### TEXT EXTRACT
Selecting a legal structure is one of the most important decisions you will make when starting a new for-profit or nonprofit business. The choice that you make will have a lasting impact on major aspects of your business and your life. The legal structure you select when forming a business will have personal tax and liability implications, and will affect how much it costs to form and operate your business. As an attorney who regularly guides new business owners through this decision-making process, I know just how difficult and confusing it can be to weigh all of your options and select the best structure to advance your goals. That’s why I decided to put together this guide on how to decide what the best legal structure is for your small business.
Types of Business Structures
In this guide, I will discuss three types of legal entities:
- Sole Proprietorships
- Limited Liability Companies
There are advantages and disadvantages to each of these legal structures that you should consider when determining which is right for your business.
Sole proprietorships are by far the simplest and most common form of business structure. A sole proprietorship is an unregistered business that is owned and run by one person, who is known as the sole proprietor. There is no legal distinction between the owner and the business entity. The sole proprietor starts a business and then runs it for his or her own benefit.
Federal Taxes For Sole Proprietorships
Because there is no legal distinction between a sole proprietorship and its owner, the owner will report all business income on their personal income tax return.
Benefits of Choosing a Sole Proprietorship
- The quickest and cheapest form of business entity to start.
- Minimal paperwork required — you often only need to obtain a business license.
- Very few government restrictions and regulations.
- You will control all of the money your business makes.
- Fewer record-keeping requirements than other structures.
- No separate tax return is required for your business.

### GIVEN REQUEST A
Answer these questions from the text on choosing a legal structure for a business, one answer per line and marked like the questions:
(i) Besides personal tax and liability, what will the legal structure chosen when forming a business affect?
(ii) What is the person who owns and runs a sole proprietorship called?
(iii) Where does the owner of a sole proprietorship report all business income?
The text on business legal structures and the records after it are unrelated material.

### SOURCE DATA
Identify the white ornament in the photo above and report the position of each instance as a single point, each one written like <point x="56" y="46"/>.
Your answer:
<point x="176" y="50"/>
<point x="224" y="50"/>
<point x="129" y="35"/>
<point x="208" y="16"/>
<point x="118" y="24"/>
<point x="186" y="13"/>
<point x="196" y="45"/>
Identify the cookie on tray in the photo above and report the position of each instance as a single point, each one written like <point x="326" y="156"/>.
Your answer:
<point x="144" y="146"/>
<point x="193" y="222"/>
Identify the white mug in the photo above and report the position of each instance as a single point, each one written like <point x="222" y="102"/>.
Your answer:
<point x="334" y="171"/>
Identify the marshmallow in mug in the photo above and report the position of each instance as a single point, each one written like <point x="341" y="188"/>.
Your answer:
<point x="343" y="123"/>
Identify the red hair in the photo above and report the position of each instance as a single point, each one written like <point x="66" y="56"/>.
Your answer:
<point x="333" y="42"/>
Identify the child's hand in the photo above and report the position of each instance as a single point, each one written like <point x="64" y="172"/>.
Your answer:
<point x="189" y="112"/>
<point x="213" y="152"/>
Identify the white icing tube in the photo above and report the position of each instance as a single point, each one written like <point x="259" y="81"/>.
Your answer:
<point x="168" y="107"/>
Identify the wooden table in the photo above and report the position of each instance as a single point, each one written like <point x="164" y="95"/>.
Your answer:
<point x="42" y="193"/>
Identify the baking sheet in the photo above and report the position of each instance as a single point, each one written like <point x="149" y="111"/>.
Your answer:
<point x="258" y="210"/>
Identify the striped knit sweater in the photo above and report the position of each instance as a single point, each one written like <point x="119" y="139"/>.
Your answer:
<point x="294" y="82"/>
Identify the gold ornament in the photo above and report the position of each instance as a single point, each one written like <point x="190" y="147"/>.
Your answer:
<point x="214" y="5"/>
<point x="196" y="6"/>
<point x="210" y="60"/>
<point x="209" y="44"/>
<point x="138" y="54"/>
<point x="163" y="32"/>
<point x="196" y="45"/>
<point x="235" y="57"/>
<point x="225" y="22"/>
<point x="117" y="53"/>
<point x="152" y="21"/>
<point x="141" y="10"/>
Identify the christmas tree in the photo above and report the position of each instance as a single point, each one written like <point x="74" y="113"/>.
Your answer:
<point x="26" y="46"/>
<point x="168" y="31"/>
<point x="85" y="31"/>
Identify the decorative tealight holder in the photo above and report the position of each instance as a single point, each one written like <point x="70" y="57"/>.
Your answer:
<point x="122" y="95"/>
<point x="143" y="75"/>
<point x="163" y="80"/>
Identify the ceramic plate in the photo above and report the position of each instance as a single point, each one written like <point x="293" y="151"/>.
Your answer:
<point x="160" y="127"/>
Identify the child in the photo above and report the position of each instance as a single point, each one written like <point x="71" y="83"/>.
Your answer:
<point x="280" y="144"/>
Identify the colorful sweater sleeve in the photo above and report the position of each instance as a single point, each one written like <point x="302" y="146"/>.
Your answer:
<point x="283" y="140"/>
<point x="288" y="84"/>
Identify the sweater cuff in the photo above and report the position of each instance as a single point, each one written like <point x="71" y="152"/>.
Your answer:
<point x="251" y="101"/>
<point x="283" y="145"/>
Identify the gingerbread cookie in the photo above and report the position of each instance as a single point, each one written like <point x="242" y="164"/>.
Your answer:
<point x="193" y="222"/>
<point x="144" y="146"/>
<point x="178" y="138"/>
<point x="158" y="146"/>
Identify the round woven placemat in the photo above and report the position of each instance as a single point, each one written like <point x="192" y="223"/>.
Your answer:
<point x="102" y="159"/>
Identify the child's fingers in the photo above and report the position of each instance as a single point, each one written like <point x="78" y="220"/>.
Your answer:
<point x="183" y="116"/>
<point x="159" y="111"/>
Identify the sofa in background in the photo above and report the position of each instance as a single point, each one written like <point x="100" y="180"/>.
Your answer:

### GIVEN REQUEST B
In the records, set out the lines starting with the line that contains "Identify the gingerbread" and going on through the end of the records as a numbered list, leaving out blank lines.

### CORRECT OUTPUT A
(i) How much it costs to form and operate the business.
(ii) The sole proprietor.
(iii) On their personal income tax return.

### CORRECT OUTPUT B
1. Identify the gingerbread cookie in the photo above and report the position of each instance as a single point, each one written like <point x="242" y="164"/>.
2. Your answer:
3. <point x="193" y="222"/>
4. <point x="144" y="146"/>
5. <point x="178" y="138"/>
6. <point x="158" y="146"/>
7. Identify the round woven placemat in the photo above and report the position of each instance as a single point, each one written like <point x="192" y="223"/>.
8. Your answer:
9. <point x="102" y="159"/>
10. Identify the child's fingers in the photo above and report the position of each instance as a single point, each one written like <point x="78" y="220"/>.
11. Your answer:
12. <point x="183" y="116"/>
13. <point x="159" y="111"/>
14. Identify the sofa in background in the photo above and report the position of each instance as a single point, each one written like <point x="100" y="180"/>.
15. Your answer:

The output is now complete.